Passage to read:
________

Kudos on a great design. I want you to know that you've helped a kid out with a science project. The idea was to test the effects of temperature on model rocket altitudes. Since the project isn't due until May that will give him a wide variety of temps to test in.

Today it was 33º and we launched on a frozen lake. On the the last flight I heard a "ping" well before the rocket drifted down and my son retrieved it. He immediately started looking around. "Oh no." I thought in horror.

"What are looking for?"

"The nose cone is gone!"

"And the altitude sensor?"

"It's gone too."

"Crap!" (or something like that)

After some hunting we were able to find both the nose code and the sensor, - and it was still working! This after a 700 ft drop onto the ice. We never would have found it in grass.

Thanks again !

joe.berta.17 months ago

Just what I need! I want to place it in the corner of the image of the the Go Pro on my DJI Phantom. I bought an Estes but I didn't research it enough and it was a waste of money (good for rockets to measures peek alt only).
All I want is current altitude displayed, that's it - if anyone has one made and is willing to sell it, please let me know.

ALT crap.jpg
Ardufreak10 months ago

Hello qubist,

not knowing your project, i was making nearly the exact same thing! I only used a different altimeter sensor, a cheap 2$ BMP 185 from ebay worked well. Needing an Altimeter for my Model-Rockets and beeing unhappy with commercial altimeters (very expensive) i decided to make my own.

My first version (tested on a quadcopter) only saved the highest altitude to EEPROM and i had to read out the EEPROM saved Data on a pc via TTL connection. I had the wish for a really small display to read out altitude on field, and the smallest i could find (on model rockets every gramm counts!) was the 7 seg bubble display from Sparkfun you used as well!

My first idea was to use PWM Output for the common cathodes, to make the design as small as possible (without resistors), but for now i made this "secure" version. I soldered 330 Ohm SMD resistors to the segment pins, as i like to play with multiplexing and do not use any 7seg librarys in my sketch (only some minor code fragments). Still very small and only one 2,54 mm spacing wider than the pro mini pins (see attached image). Hole setup was also tested on a breadbord, i´m only waiting on my new order of 3,3V pro mini´s without header-pins, to solder the display and sensor directly on the arduino pro mini board.

That was really fun to see, that someone build nearly the same thing!

greetings from Germany

electro1811 months ago

That's Awesome !

rbarbara11 months ago

Hi, nice project! I'm thinking about use just the Atmega 328 micro controller from arduino UNO(rather than the entire board) and external components needed (capacitors, crystal) to make it smaller and lightweight. Maybe it can be supplied by a lithium battery (ie. CR2025) and turn the display timed (press the buttom and the display keeps on for seconds). Its just suppositions hehe, I'll make and post the results. Again, nice work dude, congrats.

DARKHOURS11 months ago

Works great on my Quadcopter thanks for the cool little project... I first tried other Altimeter sensor's that looked the same but none ever worked.. only the Sparkfun did the trick

I would love to get rid of the switch and make the button act as press and hold a few seconds to turn on and agin to turn off. Any idea how to accomplish this?

So, this is the plan...

I'm going to add a diode and a p-channel mosfet to the project. I'm going to connect the button to the battery + rather than GND. I'll make the button supply power to the Arduino as well as be sensed by pin 3. The setup routine will activate the mosfet which will hold the power supply on. I'll watch for a long button press and that will cut the signal to the mosfet and cause the power to cut off when the button is released.

________

Dataset extract:

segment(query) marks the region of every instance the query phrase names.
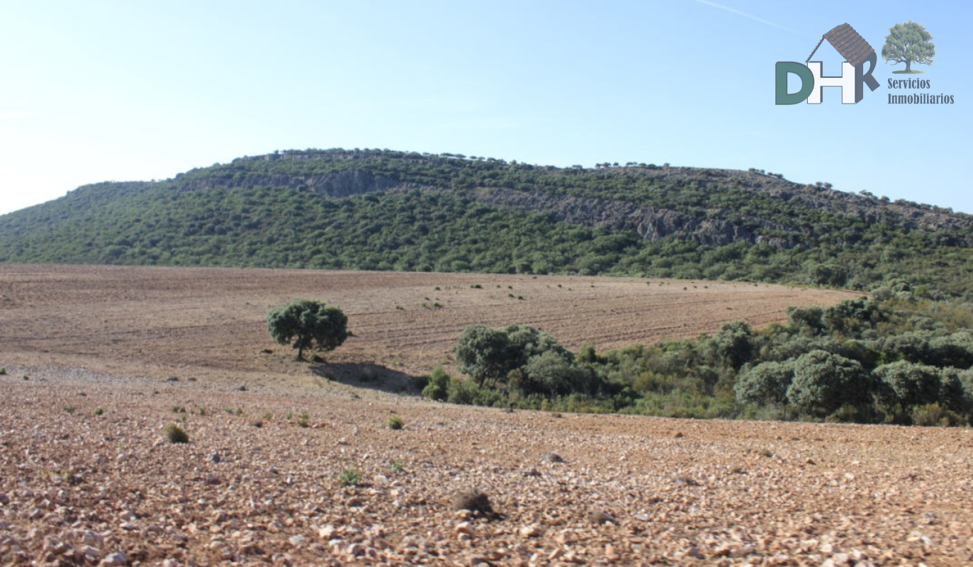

________

Requests:
1. In the comments on the altimeter project, why did Ardufreak choose the Sparkfun 7-segment bubble display? Answer in one to three sentences.
2. Carry on the comments on the altimeter project from the point where they stop.
The data was drawn from a separate source.

Responses to the exercise:
1. Ardufreak wanted a very small display for reading the altitude out in the field. The Sparkfun bubble display was the smallest one available, and that mattered because every gram counts on a model rocket.

2.
I'll post more details when I get it built.

DARKHOURS1 year ago

Great Project Just what i have just been looking for. been on ebay and a ready made unit are expensive I fly Large Quads all the time and allways getting people asking how high is that. this is the ticket . and have all parts allready from other Arduino projects.. but the display do you think you could use a larger 7 segment display as im not worried about weight.. do you have a schematic/drawing or pin layout of this project that you could send me Thanks

qubist (author)  DARKHOURS1 year ago

Using a different display seems do-able, but it might be a bit tricky since the pins won't be as nicely lined up as they are on the Bubble Display. I don't have a pin layout diagram for the entire project, but there is a table in the Arduino sketch that defines all the pins for the display. Using that, my instructions, and Sparkfun's hookup guide for the Bubble Display, I'm sure you can find what you need.

Good luck!

splodgie1 year ago

Hi, HELP, My Arduino Pro mini turned up of eBay, it's 3.3v/5.0v selectable version ,

BUT it runs at 16mHz only, will it still work with your using your code (8mHz).

qubist (author)  splodgie1 year ago

It should run fine. Just make sure to have the Arduino on3.3v or else you will burn everthing out. If it doesn't work, let me know and I will help you out! Good luck!

Thanks so much for sharing! Found this post on G+ (the youtube video that is) and love the displays! I used it as a way to learn 123d.circuits.io. I made a quick little mini pro "shield" with this display, and a ds18s20. I also left the i2c holes open for adding any i2c sensor later. Thanks for the idea!!!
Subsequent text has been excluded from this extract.